_MATERIAL TO PROCESS:_

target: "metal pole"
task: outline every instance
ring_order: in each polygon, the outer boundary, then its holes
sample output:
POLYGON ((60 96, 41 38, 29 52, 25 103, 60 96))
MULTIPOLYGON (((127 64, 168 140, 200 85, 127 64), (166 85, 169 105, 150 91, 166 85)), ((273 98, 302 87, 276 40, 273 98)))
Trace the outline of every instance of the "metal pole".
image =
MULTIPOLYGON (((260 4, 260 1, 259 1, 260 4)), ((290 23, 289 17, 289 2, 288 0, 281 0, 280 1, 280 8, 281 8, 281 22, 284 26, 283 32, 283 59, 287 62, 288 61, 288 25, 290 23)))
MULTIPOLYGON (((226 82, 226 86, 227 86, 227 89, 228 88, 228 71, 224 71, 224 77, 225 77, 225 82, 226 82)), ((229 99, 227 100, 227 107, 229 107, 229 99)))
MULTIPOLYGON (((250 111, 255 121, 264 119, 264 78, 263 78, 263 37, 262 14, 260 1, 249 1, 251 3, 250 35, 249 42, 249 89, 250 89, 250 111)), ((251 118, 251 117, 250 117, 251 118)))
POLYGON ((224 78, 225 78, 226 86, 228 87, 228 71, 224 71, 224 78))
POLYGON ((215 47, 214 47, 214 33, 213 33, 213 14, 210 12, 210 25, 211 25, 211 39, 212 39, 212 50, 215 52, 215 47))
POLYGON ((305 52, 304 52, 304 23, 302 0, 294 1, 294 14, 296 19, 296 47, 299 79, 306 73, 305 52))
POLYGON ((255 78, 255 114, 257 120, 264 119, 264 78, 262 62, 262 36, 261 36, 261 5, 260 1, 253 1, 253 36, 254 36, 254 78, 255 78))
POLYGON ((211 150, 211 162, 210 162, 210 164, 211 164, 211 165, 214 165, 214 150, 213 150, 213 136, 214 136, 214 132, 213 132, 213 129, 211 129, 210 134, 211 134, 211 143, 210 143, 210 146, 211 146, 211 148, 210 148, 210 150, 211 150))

_TASK:_ Pull out each line of the entries that contains "instance".

_EXERCISE ANSWER:_
task: outline every instance
Trace the outline of every instance of the "metal pole".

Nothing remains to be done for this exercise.